TEXTO FORNECIDO.
----

As investigações sobre a morte do menino Benício Xavier, de 6 anos, em Manaus, avançam com um passo crucial marcado para esta quinta-feira, 4 de janeiro. A médica Juliana Brasil Santos e a técnica de enfermagem Raiza Bentes Paiva serão colocadas frente a frente em uma acareação, determinada pela Polícia Civil para tentar sanar as contradições encontradas nos depoimentos das duas profissionais.
Versões em conflito sobre o atendimento fatal
O delegado Marcelo Martins, titular do 24º Distrito Integrado de Polícia (DIP) e responsável pelo inquérito, confirmou o procedimento. Ele explicou que as narrativas colhidas separadamente não coincidem. “Do depoimento que ocorreu tanto da técnica de enfermagem Raíza quanto da médica Juliana, foram observadas contradições”, afirmou Martins. A acareação tem como objetivo justamente elucidar como de fato ocorreram os fatos durante o atendimento que resultou na aplicação intravenosa de adrenalina na criança, procedimento apontado como erro pela própria médica em relatório hospitalar.
O caso é investigado como homicídio doloso qualificado, com a possibilidade de o crime ter sido praticado com crueldade. A médica chegou a ter um pedido de prisão preventiva feito pelo delegado, mas segue em liberdade graças a um habeas corpus concedido pela Justiça.

----

DADOS PARA ANÁLISE.

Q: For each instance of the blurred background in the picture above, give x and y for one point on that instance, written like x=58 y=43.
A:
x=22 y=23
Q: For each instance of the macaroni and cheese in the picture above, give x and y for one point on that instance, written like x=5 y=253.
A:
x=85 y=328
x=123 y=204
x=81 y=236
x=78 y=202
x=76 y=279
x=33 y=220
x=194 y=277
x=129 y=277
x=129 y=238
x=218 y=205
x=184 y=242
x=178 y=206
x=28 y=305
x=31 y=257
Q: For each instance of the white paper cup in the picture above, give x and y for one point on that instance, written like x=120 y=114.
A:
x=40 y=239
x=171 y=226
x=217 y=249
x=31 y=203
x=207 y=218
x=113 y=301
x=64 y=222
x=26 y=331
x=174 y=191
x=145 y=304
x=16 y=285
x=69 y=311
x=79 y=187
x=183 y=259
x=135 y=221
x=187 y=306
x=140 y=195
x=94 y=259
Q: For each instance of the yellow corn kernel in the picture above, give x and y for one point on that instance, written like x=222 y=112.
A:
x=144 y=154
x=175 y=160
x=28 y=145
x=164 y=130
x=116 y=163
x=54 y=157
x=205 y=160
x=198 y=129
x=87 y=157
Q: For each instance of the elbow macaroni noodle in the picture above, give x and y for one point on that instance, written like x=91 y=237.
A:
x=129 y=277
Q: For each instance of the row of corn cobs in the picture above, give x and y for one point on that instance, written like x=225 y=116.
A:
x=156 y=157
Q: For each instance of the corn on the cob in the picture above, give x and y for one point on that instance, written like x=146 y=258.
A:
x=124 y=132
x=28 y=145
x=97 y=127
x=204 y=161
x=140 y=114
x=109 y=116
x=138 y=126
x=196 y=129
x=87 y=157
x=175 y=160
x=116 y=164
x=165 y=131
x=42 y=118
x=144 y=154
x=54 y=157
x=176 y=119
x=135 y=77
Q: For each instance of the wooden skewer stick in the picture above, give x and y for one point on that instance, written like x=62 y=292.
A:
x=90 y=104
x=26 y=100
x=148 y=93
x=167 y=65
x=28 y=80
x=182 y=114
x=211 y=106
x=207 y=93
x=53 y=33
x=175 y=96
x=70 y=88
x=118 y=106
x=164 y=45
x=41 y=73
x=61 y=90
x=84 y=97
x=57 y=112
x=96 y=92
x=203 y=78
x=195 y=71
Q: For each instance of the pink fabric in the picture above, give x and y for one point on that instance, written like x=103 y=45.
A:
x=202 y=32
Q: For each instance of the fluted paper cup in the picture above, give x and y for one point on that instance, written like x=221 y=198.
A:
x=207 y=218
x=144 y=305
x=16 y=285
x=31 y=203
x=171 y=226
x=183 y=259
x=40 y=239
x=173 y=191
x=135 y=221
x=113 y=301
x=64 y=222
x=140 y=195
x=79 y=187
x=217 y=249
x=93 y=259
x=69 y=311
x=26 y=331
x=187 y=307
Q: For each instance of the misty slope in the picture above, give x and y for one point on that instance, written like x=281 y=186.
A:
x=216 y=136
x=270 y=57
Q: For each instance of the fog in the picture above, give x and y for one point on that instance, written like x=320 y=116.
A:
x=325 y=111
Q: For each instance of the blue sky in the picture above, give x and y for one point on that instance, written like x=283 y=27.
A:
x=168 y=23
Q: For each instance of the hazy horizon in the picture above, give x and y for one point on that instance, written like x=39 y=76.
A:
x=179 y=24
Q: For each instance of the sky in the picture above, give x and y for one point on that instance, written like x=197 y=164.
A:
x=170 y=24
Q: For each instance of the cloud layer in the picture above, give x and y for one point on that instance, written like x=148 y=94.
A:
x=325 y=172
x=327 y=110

----

ENUNCIADO DA TAREFA.
Por favor, extraia da notícia sobre a morte de Benício, sem qualquer alteração, o trecho que se abre com as palavras "Versões em conflito" e se fecha com "em relatório hospitalar.". Os dados são um material à parte, independente da notícia.

RESPOSTA ESCRITA.
Versões em conflito sobre o atendimento fatal
O delegado Marcelo Martins, titular do 24º Distrito Integrado de Polícia (DIP) e responsável pelo inquérito, confirmou o procedimento. Ele explicou que as narrativas colhidas separadamente não coincidem. “Do depoimento que ocorreu tanto da técnica de enfermagem Raíza quanto da médica Juliana, foram observadas contradições”, afirmou Martins. A acareação tem como objetivo justamente elucidar como de fato ocorreram os fatos durante o atendimento que resultou na aplicação intravenosa de adrenalina na criança, procedimento apontado como erro pela própria médica em relatório hospitalar.